(Location identification entries)
+ + + + + + +

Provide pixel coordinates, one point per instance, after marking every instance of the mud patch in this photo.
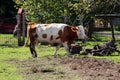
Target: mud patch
(64, 68)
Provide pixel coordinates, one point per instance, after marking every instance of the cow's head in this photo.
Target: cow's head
(81, 33)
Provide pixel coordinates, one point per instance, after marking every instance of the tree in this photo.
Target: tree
(68, 11)
(7, 8)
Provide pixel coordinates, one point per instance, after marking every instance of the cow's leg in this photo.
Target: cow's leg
(33, 51)
(56, 49)
(65, 44)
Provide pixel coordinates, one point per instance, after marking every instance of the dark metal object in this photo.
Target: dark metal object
(103, 50)
(75, 48)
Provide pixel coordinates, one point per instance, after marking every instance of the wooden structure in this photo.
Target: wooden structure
(109, 18)
(21, 27)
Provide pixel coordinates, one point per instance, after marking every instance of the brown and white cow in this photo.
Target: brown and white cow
(53, 33)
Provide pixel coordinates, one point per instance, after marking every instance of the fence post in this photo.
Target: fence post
(23, 26)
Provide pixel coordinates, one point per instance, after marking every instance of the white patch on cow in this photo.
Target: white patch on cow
(49, 30)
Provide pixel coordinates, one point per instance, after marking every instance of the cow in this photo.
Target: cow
(54, 33)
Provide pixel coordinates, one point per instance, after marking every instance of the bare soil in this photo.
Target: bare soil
(64, 68)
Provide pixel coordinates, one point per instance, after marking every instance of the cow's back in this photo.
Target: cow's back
(49, 33)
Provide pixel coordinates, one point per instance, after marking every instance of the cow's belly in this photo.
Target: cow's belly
(48, 35)
(49, 40)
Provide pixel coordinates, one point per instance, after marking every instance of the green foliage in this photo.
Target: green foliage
(10, 71)
(73, 12)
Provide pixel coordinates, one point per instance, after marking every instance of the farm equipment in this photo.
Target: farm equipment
(75, 48)
(103, 50)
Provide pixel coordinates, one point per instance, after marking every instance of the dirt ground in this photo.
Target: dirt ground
(64, 68)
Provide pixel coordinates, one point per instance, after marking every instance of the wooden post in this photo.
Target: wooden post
(23, 27)
(112, 29)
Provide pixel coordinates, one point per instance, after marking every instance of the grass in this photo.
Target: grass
(9, 50)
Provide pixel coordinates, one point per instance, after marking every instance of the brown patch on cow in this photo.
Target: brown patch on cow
(44, 35)
(51, 37)
(69, 34)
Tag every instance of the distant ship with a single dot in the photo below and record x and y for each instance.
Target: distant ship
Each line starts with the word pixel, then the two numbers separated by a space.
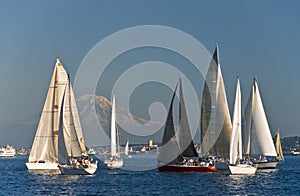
pixel 7 151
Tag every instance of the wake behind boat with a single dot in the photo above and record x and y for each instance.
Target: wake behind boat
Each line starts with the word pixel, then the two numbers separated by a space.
pixel 182 156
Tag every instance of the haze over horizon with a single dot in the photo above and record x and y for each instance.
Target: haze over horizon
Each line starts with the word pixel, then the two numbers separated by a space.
pixel 256 39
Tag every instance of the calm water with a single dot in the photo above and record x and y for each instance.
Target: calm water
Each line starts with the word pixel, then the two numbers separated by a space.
pixel 16 180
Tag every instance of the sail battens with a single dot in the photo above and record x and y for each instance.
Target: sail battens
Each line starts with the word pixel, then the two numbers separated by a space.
pixel 186 141
pixel 169 151
pixel 48 144
pixel 257 135
pixel 278 147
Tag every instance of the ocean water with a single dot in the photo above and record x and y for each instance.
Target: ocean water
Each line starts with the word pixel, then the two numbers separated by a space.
pixel 17 180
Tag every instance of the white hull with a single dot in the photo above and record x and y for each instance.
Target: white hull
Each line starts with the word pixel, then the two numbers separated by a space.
pixel 114 162
pixel 42 166
pixel 267 165
pixel 74 170
pixel 7 154
pixel 242 169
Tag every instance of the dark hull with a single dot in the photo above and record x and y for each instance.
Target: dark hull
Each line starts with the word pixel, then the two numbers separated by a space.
pixel 185 168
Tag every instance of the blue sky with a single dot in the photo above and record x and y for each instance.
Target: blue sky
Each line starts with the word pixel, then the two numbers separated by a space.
pixel 257 38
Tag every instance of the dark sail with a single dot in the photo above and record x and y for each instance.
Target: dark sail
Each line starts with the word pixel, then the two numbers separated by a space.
pixel 208 106
pixel 185 139
pixel 169 152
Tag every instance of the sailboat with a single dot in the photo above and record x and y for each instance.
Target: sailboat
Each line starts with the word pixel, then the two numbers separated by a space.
pixel 257 140
pixel 235 166
pixel 44 150
pixel 180 156
pixel 126 152
pixel 75 160
pixel 114 161
pixel 278 147
pixel 216 124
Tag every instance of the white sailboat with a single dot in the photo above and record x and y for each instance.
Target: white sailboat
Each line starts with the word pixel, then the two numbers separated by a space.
pixel 235 165
pixel 278 147
pixel 7 151
pixel 257 140
pixel 216 124
pixel 114 161
pixel 75 160
pixel 126 152
pixel 44 151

+ + + + + + +

### THE PROBLEM
Give back every line exactly as it stands, pictures excluded.

### FULL OUTPUT
Provide pixel coordinates, one point per instance, after marking every instance of the mud patch in this photo.
Target: mud patch
(64, 68)
Provide pixel coordinates, one point per instance, after marking every instance of the cow's head in this photo.
Target: cow's head
(81, 33)
Provide pixel coordinates, one point per instance, after marking every instance of the tree in this photo.
Target: tree
(68, 11)
(7, 8)
Provide pixel coordinates, one point per instance, after marking every instance of the cow's leg in this photo.
Target: cow's leg
(33, 51)
(56, 49)
(65, 44)
Provide pixel coordinates, one point per instance, after marking every instance of the dark metal object in this photo.
Target: dark metal object
(103, 50)
(75, 48)
Provide pixel coordinates, one point per instance, after marking every instance of the wooden structure in this photo.
Target: wooden structure
(109, 18)
(21, 27)
Provide pixel coordinates, one point per instance, after marking every instance of the brown and white cow in this photo.
Target: brown and white cow
(53, 33)
Provide pixel coordinates, one point per instance, after marking every instance of the fence post in this photo.
Target: fence post
(23, 26)
Provide pixel coordinates, one point per instance, after marking every instance of the white patch on cow in this photo.
Target: white patch on cow
(49, 30)
Provide pixel coordinates, one point per instance, after marking every instance of the cow in this photo.
Target: cow
(54, 33)
Provide pixel coordinates, one point per instance, after marking every instance of the bare soil in this photo.
Target: bare soil
(64, 68)
Provide pixel coordinates, one point per instance, after marking every instance of the cow's back in this photo.
Target: cow's back
(49, 33)
Provide pixel coordinates, one point per instance, after marking every instance of the cow's belly in this photo.
Target: cow's belly
(48, 35)
(49, 40)
Provide pixel coordinates, one point per instance, after marking every instance of the green foliage in this photo.
Target: green foliage
(10, 71)
(73, 12)
Provide pixel coordinates, one point per instance, after marking every instance of the farm equipment in this photo.
Target: farm equipment
(75, 48)
(103, 50)
Provide pixel coordinates, one point per instance, after marking every instance of the dirt ground in this photo.
Target: dirt ground
(64, 68)
Provide pixel coordinates, one point per instance, after marking every instance of the wooden post in this photo.
Target: wooden post
(23, 27)
(112, 29)
Provide pixel coordinates, one point per instance, after marking every instance of the grass in this photo.
Target: grass
(9, 50)
Provide pixel coordinates, one point per instance, after marking every instance of the brown patch on cow in this photo.
Target: brown patch on cow
(44, 35)
(51, 37)
(69, 34)
Tag every instance of the distant ship with a single dot in the photo below and record x and y for each instance.
Target: distant ship
Each line starts with the word pixel, then the two numbers separated by a space.
pixel 7 151
Tag every instance of the wake behind boat with a single dot in the photo above and record x and y for each instance.
Target: wake behind boat
Each line starts with the word pixel, then the two numbers separated by a space.
pixel 182 156
Tag every instance of the haze over horizon with a single dot in the photo above and record x and y for each instance.
Target: haze over horizon
Each line starts with the word pixel, then the two numbers separated by a space.
pixel 256 39
Tag every instance of the calm water with a single dot in the photo above and record x and y for each instance.
Target: calm water
Each line starts with the word pixel, then the two numbers separated by a space.
pixel 16 180
Tag every instance of the sail battens with a single dot in the photo above and record x and y for each instance.
Target: sail battens
Each line starts with the word pixel, then the two numbers separated by a space.
pixel 186 141
pixel 169 151
pixel 48 144
pixel 257 135
pixel 278 147
Tag every instance of the ocean water with a single dot in the photo above and record x and y for each instance.
Target: ocean water
Each line starts with the word pixel, then the two numbers separated by a space.
pixel 17 180
Tag every instance of the white hull with a single dot in the photo above and record x and y for each instance.
Target: white hull
Each line starts with the word pixel, then the two numbers separated by a space.
pixel 114 162
pixel 42 166
pixel 267 165
pixel 74 170
pixel 7 154
pixel 242 169
Tag every instance of the dark hull with a single dot in the photo above and record x and y for each instance.
Target: dark hull
Each line starts with the word pixel, then the two numbers separated by a space.
pixel 185 168
Tag every instance of the blue sky with a single dot in the photo above and record x and y for each instance.
Target: blue sky
Each line starts with the word pixel, then the two numbers separated by a space.
pixel 257 38
Tag every instance of the dark sail with a single dot in the photo above and record x and y for each instance.
Target: dark sail
Each line starts with the word pixel, then the two numbers separated by a space.
pixel 208 106
pixel 185 139
pixel 169 152
Tag every instance of the sailboat with a single dot in the photo above and record x and y for each instance.
Target: sailboat
Each line starts with the word pixel, then the two numbers separated by a space.
pixel 257 140
pixel 235 166
pixel 44 150
pixel 180 156
pixel 126 152
pixel 75 160
pixel 114 161
pixel 278 147
pixel 216 124
Tag every instance of the white sailboat with a single dot in the photo above and record x and y for each instance.
Target: white sailboat
Each line starts with the word pixel, then the two numbers separated by a space.
pixel 235 165
pixel 278 147
pixel 7 151
pixel 257 140
pixel 216 124
pixel 114 161
pixel 75 160
pixel 126 152
pixel 44 151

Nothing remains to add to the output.